(Consigne écrite 1)
Reprenez le passage de l'extrait sur la LPRPDE commençant par "Obligation de tenir" et se poursuivant jusqu'à "tenue de registre).", en substituant "prestataires" à "fournisseurs".
(Consigne écrite 2)
Résumez en deux phrases l'extrait sur les atteintes à la protection des données visées par la LPRPDE.

(Extrait choisi)
__________________________________________________
Lorsque ces dispositions entreront en vigueur, la LPRPDE obligera les organisations à aviser les intéressés et le commissaire des atteintes à la protection des données dans certaines circonstances précises que nous décrirons ci-dessous.
L'article 10.1 de la LPRPDE obligera les organisations à aviser les intéressés (à moins d'une interdiction prévue par la loi) et à déclarer les atteintes à la protection des données au commissaire s'il est raisonnable de croire que l'atteinte présente « un risque réel de préjudice grave à l'endroit d'un individu ». La définition que la LPRPDE donne du terme « préjudice grave » comprend l'humiliation, le dommage à la réputation ou aux relations et le vol d'identité. Pour déterminer s'il existe un « risque réel », on peut notamment tenir compte du degré de sensibilité des renseignements personnels en cause, de la probabilité que les renseignements aient été mal utilisés et de tout autre élément prévu par règlement. La version définitive du règlement n'énumère aucun autre facteur, mais le commissaire publiera des directives à ce sujet.
L'intéressé doit être avisé et la déclaration au commissaire doit être faite en respectant les modalités réglementaires et « le plus tôt possible » après qu'il ait été établi qu'il y a eu atteinte. L'avis doit contenir suffisamment d'information pour permettre à l'intéressé de comprendre l'importance pour lui de l'atteinte et de prendre, si cela est possible, des mesures pour réduire le risque de préjudice qui pourrait en découler. L'avis doit être manifeste et être directement donné à l'intéressé, sauf dans certaines circonstances, dans lesquelles il peut être indirectement donné (par ex. par affichage sur un site Web). De plus amples détails sur ces questions sont donnés dans la version définitive du règlement comme décrit ci-dessous. Le commissaire peut publier des renseignements au sujet des avis s'il estime qu'il est dans l'intérêt public de le faire.
L'organisation qui avise un intéressé doit, en vertu de l'article 10.2 de la LPRPDE, en aviser les autres organisations ou les autres institutions gouvernementales si cet avis est susceptible de réduire les risques ou d'atténuer le préjudice. Cette communication peut se faire sans le consentement de l'intéressé.
Obligation de tenir des registres de toutes les atteintes
L'article 10.3 de la LPRPDE oblige les organisations à tenir et à conserver un registre de toutes les atteintes aux mesures de sécurité qui ont trait à des renseignements personnels dont elles ont la gestion. Cela signifie que les fournisseurs de services n'auront pas d'obligation directe en vertu de la LPRPDE de conserver des registres des atteintes portant sur les renseignements personnels qu'ils traitent pour d'autres organisations (même si ces dernières sont assujetties à la LPRDPE et doivent s'assurer que les fournisseurs sont contractuellement tenus de leur fournir les renseignements dont elles ont besoin pour respecter leurs obligations en matière de tenue de registre).
Sur demande, les organisations doivent fournir ces registres au commissaire. Le commissaire peut rendre publics les renseignements contenus dans les registres en question s'il estime que cette communication est dans l'intérêt public. Le commissaire peut également lancer une enquête ou procéder à un audit sur la foi des renseignements contenus dans le dossier relatif à l'atteinte.
__________________________________________________
Entrées de localisation d'objets dans les images:
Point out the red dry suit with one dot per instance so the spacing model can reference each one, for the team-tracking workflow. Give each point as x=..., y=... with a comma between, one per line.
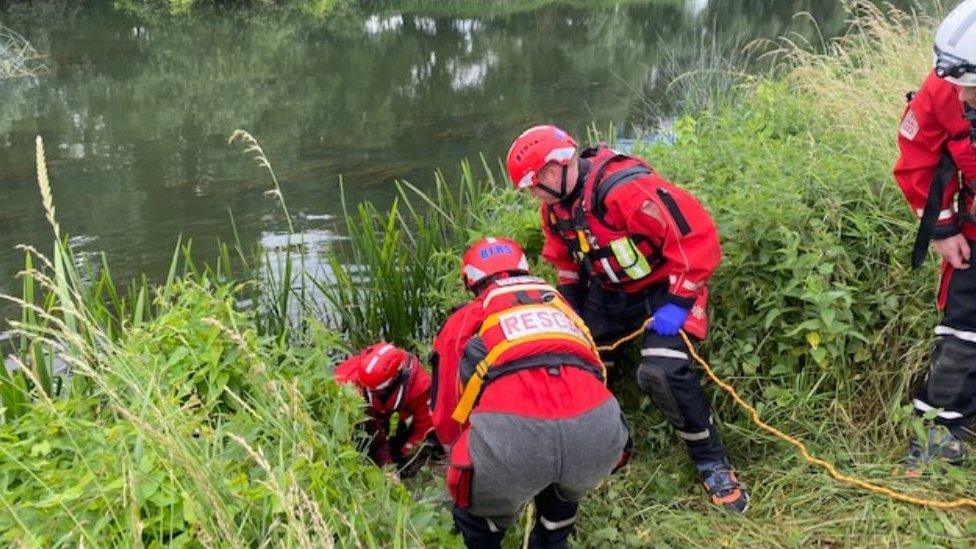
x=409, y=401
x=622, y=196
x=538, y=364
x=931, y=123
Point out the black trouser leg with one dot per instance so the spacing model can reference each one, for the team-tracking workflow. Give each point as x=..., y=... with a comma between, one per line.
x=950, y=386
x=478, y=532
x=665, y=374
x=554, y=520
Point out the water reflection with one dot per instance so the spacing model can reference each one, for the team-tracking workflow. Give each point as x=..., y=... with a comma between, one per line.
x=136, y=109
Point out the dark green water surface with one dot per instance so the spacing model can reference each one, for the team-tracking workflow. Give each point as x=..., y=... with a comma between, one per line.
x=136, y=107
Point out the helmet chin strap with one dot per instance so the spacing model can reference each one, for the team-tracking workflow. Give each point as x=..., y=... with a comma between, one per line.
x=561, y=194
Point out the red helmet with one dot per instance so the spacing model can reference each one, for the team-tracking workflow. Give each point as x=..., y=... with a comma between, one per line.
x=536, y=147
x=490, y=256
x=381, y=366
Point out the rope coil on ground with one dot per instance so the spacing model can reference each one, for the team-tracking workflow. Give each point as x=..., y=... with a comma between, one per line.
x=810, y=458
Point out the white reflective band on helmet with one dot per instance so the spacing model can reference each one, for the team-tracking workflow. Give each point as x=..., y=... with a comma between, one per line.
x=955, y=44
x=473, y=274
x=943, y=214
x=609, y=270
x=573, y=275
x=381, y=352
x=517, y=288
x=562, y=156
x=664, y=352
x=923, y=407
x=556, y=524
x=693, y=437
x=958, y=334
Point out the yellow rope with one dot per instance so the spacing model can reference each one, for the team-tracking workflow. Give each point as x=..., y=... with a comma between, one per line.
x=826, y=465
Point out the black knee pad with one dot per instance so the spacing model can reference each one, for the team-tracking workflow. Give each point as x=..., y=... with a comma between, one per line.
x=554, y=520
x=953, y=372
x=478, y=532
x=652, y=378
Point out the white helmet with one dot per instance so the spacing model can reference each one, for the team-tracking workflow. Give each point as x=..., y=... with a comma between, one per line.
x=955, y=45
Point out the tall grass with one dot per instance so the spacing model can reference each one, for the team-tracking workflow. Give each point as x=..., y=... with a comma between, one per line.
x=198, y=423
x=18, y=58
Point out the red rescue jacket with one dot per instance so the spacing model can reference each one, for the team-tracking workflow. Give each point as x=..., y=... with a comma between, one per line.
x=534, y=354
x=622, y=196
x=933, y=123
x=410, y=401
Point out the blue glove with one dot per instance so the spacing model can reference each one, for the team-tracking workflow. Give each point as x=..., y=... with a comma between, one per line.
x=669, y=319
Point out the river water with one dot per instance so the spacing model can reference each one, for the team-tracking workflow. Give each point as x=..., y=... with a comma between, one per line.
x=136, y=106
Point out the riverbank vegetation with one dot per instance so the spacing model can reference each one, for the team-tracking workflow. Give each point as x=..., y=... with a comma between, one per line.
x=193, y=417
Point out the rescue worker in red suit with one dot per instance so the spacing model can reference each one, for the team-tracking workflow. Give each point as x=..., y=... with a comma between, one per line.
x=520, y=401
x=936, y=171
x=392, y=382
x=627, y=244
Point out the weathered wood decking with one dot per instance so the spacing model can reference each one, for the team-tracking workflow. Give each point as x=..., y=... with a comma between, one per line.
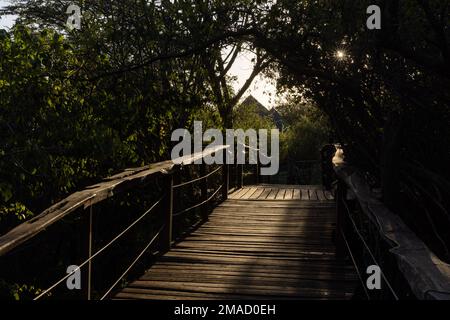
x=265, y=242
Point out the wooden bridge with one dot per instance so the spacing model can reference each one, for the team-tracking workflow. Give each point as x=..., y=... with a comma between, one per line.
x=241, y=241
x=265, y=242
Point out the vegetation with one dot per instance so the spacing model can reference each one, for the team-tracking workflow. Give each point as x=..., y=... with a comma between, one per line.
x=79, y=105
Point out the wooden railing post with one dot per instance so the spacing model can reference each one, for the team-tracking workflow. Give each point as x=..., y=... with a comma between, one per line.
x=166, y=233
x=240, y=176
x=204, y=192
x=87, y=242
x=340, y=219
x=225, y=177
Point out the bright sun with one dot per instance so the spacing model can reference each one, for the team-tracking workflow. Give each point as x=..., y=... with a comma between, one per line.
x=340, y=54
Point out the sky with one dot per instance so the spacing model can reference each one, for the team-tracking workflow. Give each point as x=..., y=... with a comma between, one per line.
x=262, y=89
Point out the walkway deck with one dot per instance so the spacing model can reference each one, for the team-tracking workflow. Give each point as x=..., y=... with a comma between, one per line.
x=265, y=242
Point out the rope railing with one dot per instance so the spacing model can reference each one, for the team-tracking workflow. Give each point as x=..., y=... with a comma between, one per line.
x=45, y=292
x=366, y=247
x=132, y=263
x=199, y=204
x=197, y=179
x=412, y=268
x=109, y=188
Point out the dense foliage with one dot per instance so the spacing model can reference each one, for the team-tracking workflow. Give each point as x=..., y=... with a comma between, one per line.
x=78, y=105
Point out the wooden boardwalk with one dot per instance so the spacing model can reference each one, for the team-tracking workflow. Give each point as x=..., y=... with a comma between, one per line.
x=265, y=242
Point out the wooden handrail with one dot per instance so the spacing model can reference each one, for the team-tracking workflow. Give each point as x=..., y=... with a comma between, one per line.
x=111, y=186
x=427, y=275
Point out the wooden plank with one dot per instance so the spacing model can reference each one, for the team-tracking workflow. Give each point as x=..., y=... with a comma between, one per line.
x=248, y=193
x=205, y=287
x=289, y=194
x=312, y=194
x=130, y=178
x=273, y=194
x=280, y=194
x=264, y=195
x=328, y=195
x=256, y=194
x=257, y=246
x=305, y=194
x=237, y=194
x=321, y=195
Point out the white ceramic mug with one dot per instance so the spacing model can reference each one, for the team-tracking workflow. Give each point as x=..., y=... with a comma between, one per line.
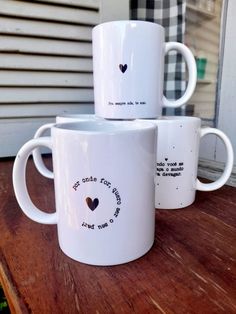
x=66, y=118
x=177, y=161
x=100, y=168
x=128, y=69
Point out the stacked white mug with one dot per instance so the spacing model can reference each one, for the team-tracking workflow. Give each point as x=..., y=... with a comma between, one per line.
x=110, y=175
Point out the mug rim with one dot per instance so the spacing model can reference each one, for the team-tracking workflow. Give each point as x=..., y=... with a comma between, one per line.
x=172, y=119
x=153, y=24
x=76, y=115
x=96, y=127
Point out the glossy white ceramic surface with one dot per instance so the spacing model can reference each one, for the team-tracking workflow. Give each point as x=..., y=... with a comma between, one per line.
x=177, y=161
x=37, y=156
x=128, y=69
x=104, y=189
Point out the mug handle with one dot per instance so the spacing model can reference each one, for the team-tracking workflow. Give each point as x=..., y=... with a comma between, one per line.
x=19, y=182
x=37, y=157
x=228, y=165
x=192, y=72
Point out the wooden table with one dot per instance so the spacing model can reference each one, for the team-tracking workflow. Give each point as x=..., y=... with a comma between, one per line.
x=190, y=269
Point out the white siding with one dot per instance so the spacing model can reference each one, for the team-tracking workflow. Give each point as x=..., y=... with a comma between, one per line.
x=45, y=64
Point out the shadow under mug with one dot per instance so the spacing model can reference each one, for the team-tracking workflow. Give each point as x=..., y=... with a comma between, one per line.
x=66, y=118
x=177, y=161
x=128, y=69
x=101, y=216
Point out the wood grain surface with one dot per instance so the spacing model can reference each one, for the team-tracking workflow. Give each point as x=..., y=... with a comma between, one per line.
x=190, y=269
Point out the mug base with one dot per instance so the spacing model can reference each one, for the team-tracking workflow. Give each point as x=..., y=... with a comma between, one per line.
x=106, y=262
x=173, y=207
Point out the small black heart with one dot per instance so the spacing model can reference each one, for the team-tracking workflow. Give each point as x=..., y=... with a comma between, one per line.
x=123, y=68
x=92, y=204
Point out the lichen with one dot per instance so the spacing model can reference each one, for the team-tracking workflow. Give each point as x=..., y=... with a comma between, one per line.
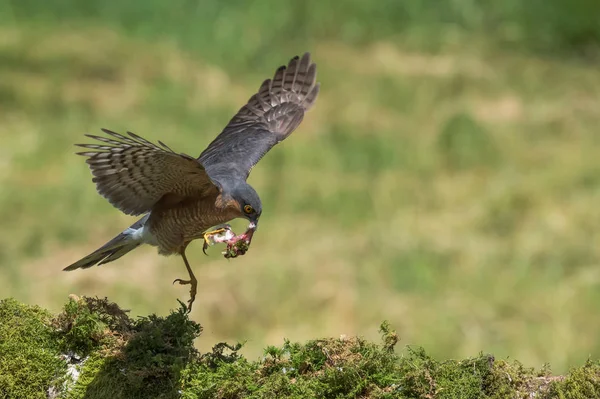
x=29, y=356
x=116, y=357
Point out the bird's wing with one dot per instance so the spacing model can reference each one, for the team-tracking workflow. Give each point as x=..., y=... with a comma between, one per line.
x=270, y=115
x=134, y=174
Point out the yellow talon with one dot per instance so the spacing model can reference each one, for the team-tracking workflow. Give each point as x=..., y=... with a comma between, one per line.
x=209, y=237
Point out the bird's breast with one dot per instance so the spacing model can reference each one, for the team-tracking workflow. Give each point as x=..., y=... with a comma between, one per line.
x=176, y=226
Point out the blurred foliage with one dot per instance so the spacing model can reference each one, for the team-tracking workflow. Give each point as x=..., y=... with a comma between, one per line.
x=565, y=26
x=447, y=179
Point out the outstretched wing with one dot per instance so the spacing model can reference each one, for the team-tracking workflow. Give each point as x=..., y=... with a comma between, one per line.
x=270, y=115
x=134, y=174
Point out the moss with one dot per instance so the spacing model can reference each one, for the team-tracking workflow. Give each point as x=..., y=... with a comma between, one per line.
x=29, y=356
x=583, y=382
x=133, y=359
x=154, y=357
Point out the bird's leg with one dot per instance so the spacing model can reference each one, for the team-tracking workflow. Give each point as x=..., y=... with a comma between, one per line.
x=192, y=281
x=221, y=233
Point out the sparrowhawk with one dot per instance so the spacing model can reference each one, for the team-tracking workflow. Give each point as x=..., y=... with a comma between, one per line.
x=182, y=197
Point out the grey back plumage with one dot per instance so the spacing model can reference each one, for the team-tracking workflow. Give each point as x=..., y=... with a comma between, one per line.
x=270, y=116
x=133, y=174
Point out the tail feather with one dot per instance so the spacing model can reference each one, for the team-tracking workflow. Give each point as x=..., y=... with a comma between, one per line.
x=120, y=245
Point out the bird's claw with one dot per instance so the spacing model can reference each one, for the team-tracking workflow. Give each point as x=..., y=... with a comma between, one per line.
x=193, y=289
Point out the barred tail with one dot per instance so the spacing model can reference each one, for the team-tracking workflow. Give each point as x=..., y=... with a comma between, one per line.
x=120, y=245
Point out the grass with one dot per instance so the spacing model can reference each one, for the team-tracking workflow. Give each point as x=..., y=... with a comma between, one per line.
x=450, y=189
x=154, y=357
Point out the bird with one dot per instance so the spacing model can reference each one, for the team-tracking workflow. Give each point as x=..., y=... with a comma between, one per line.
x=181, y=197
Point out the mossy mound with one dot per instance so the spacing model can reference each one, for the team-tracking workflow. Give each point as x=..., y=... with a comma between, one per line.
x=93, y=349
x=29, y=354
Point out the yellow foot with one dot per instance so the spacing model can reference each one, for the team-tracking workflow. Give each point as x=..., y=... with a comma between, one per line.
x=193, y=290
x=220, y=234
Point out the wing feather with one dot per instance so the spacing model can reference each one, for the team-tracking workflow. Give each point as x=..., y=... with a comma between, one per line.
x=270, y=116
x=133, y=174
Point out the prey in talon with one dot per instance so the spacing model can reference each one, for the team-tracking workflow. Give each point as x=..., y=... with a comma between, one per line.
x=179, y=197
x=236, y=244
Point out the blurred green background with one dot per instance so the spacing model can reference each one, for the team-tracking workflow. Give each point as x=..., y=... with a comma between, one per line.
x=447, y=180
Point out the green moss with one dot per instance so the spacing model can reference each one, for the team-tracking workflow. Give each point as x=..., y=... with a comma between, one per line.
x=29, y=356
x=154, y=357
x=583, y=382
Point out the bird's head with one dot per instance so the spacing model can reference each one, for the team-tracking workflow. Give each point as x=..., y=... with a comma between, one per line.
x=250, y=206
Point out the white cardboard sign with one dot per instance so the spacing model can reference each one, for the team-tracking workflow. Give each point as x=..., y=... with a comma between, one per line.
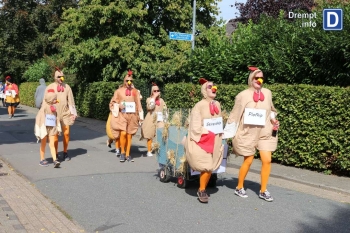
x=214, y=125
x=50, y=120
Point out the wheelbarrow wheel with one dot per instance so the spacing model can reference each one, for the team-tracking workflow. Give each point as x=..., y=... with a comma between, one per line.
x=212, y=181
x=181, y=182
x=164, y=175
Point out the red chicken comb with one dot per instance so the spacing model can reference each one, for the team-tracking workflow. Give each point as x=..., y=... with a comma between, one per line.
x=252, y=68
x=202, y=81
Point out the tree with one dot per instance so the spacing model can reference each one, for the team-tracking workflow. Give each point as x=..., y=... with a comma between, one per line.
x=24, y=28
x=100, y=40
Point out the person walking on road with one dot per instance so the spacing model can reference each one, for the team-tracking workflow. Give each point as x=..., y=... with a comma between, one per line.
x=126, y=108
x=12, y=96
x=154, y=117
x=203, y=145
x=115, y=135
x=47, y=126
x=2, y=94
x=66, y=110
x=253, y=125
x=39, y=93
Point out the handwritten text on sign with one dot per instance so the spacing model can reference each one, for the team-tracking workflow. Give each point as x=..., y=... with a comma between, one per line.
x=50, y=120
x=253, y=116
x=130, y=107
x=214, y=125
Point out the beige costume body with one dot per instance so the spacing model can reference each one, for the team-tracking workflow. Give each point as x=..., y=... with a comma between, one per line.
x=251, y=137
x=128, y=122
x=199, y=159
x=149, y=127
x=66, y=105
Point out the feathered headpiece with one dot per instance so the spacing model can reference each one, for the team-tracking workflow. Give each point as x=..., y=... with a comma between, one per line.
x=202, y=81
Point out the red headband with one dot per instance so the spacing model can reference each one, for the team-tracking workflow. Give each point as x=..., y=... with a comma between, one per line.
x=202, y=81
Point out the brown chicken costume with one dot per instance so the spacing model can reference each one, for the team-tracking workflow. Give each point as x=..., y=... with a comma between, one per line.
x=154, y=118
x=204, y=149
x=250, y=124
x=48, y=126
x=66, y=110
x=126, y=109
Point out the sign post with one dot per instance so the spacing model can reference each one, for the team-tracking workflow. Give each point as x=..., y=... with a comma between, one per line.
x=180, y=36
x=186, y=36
__________________________________________________
(Résultat de l'exercice 1)
Obligation de tenir des registres de toutes les atteintes
L'article 10.3 de la LPRPDE oblige les organisations à tenir et à conserver un registre de toutes les atteintes aux mesures de sécurité qui ont trait à des renseignements personnels dont elles ont la gestion. Cela signifie que les prestataires de services n'auront pas d'obligation directe en vertu de la LPRPDE de conserver des registres des atteintes portant sur les renseignements personnels qu'ils traitent pour d'autres organisations (même si ces dernières sont assujetties à la LPRDPE et doivent s'assurer que les prestataires sont contractuellement tenus de leur fournir les renseignements dont elles ont besoin pour respecter leurs obligations en matière de tenue de registre).

(Résultat de l'exercice 2)
La LPRPDE obligera les organisations à aviser les intéressés et à déclarer au commissaire, le plus tôt possible, les atteintes à la protection des données qui présentent un risque réel de préjudice grave, ainsi qu'à en aviser d'autres organisations ou institutions gouvernementales si cela peut réduire les risques. Elle les oblige également à tenir un registre de toutes les atteintes aux mesures de sécurité touchant les renseignements personnels dont elles ont la gestion, registre qu'elles doivent fournir au commissaire sur demande.